The task
For this task, copy all of the data below exactly and skip the pictures.
• • • •
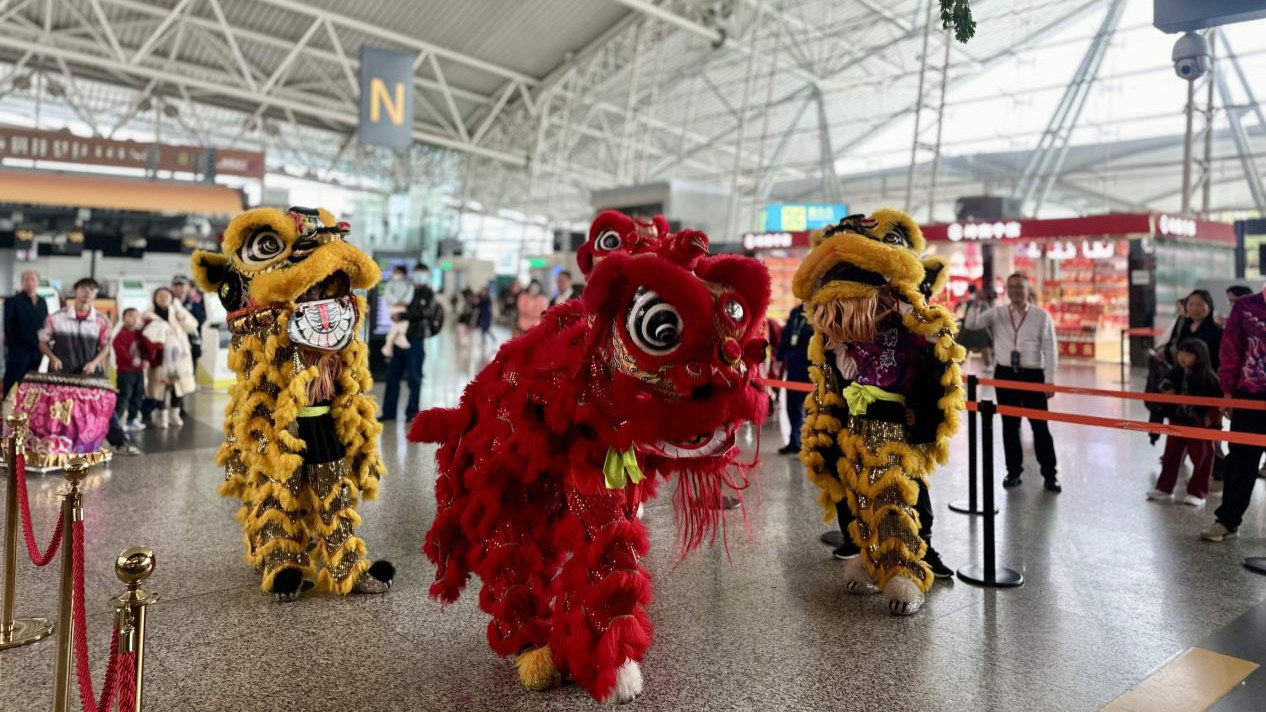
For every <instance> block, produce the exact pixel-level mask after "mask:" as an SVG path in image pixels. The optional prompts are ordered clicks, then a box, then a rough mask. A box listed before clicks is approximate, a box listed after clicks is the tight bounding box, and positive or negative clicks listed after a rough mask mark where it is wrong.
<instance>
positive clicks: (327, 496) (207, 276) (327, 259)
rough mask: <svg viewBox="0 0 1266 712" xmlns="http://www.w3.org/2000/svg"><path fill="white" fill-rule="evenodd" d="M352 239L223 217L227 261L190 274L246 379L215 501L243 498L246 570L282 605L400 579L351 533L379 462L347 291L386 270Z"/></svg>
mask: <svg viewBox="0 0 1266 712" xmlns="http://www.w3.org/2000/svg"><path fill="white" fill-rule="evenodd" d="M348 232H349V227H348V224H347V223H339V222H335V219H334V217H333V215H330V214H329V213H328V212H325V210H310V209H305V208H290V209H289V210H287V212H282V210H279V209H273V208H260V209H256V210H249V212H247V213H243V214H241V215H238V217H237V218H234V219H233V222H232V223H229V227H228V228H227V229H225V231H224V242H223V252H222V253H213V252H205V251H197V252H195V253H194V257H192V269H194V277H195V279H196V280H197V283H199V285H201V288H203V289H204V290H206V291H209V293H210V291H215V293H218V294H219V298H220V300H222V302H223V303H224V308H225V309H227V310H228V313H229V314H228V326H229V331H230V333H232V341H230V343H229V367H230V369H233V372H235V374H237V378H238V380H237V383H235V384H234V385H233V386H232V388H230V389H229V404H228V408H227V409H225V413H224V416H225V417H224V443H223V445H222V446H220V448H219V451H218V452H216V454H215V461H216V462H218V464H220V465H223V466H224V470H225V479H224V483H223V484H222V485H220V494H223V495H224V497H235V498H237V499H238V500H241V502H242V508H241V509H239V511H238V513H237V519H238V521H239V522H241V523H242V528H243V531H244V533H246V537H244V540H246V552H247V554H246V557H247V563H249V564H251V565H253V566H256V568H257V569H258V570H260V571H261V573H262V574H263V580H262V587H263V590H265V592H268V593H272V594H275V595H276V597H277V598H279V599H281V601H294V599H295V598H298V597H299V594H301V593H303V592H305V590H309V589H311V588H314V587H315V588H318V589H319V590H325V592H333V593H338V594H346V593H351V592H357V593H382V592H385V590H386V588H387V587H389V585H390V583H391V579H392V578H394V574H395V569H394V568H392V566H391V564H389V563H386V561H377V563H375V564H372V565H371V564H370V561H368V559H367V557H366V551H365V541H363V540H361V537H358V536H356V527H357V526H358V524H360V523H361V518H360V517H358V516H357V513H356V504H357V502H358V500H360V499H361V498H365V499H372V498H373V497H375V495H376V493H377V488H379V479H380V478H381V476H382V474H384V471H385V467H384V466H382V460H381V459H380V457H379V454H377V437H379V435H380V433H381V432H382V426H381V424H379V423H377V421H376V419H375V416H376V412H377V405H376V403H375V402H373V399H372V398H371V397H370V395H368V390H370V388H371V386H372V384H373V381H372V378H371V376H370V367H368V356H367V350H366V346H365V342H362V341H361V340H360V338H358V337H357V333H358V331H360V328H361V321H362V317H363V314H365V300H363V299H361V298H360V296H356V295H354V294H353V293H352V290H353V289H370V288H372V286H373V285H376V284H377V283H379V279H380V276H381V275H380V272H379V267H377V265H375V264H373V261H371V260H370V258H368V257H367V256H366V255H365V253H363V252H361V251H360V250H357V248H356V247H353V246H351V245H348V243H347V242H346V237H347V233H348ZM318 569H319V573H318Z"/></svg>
• • • •
Written solution
For every <instance> block, produce the exact pixel-level mask after "mask:" as an SVG path in image pixels. The optional prompts are ordered clicks, then a box, then a rough mask. A box listed before clicks is approximate, a box listed after clicks is the tight bounding box, and positive or negative clicks listed after a rough mask mark where it is wrong.
<instance>
positive clicks: (327, 496) (207, 276) (327, 259)
rough mask: <svg viewBox="0 0 1266 712" xmlns="http://www.w3.org/2000/svg"><path fill="white" fill-rule="evenodd" d="M352 239L223 217L227 261L190 274L246 379L215 501L243 498L246 570L282 605L400 579L351 533L379 462L347 291L386 270Z"/></svg>
mask: <svg viewBox="0 0 1266 712" xmlns="http://www.w3.org/2000/svg"><path fill="white" fill-rule="evenodd" d="M348 232H349V227H348V224H347V223H339V222H335V219H334V217H333V215H330V214H329V213H328V212H325V210H310V209H305V208H290V209H289V210H287V212H282V210H279V209H273V208H260V209H256V210H249V212H247V213H243V214H241V215H238V217H237V218H234V219H233V222H232V223H229V227H228V228H227V229H225V231H224V242H223V252H222V253H213V252H205V251H197V252H195V253H194V257H192V269H194V277H195V279H196V280H197V283H199V285H201V288H203V289H204V290H206V291H209V293H210V291H215V293H218V294H219V298H220V300H222V302H223V303H224V308H225V309H227V310H228V313H229V314H228V326H229V331H230V333H232V341H230V343H229V367H230V369H233V372H235V374H237V378H238V380H237V383H235V384H234V385H233V386H232V388H230V389H229V404H228V408H227V409H225V413H224V416H225V417H224V443H223V445H222V446H220V448H219V451H218V452H216V454H215V461H216V462H218V464H220V465H223V466H224V470H225V479H224V483H223V484H222V485H220V494H223V495H224V497H235V498H237V499H238V500H241V502H242V508H241V509H239V511H238V513H237V519H238V521H239V522H241V523H242V528H243V531H244V533H246V537H244V540H246V552H247V554H246V557H247V563H249V564H251V565H253V566H256V568H257V569H258V570H260V571H261V573H262V574H263V580H262V587H263V590H265V592H268V593H272V594H275V595H276V597H277V598H279V599H281V601H294V599H295V598H298V597H299V594H301V593H303V592H305V590H309V589H311V588H314V587H315V588H318V589H319V590H325V592H333V593H338V594H346V593H351V592H357V593H382V592H385V590H386V588H387V587H389V585H390V583H391V579H392V578H394V574H395V569H394V568H392V566H391V564H389V563H386V561H377V563H375V564H372V565H371V564H370V561H368V559H367V557H366V551H365V541H363V540H361V537H358V536H356V527H357V526H358V524H360V523H361V518H360V517H358V516H357V513H356V504H357V502H358V500H360V499H361V498H365V499H372V498H373V497H375V495H376V493H377V488H379V479H380V478H381V476H382V474H384V471H385V467H384V466H382V460H381V459H380V457H379V454H377V437H379V435H380V433H381V432H382V426H381V424H379V423H377V421H376V419H375V416H376V412H377V405H376V403H375V402H373V399H372V398H371V397H370V395H368V390H370V388H371V386H372V384H373V381H372V378H371V376H370V367H368V356H367V350H366V346H365V342H362V341H361V340H360V338H358V337H357V333H358V331H360V328H361V321H362V317H363V314H365V300H363V299H361V298H360V296H356V295H354V294H353V293H352V290H353V289H370V288H372V286H373V285H376V284H377V283H379V279H380V276H381V275H380V272H379V267H377V265H375V264H373V261H371V260H370V258H368V257H367V256H366V255H365V253H363V252H361V251H360V250H357V248H356V247H353V246H351V245H348V243H347V242H346V237H347V233H348ZM318 569H319V573H318Z"/></svg>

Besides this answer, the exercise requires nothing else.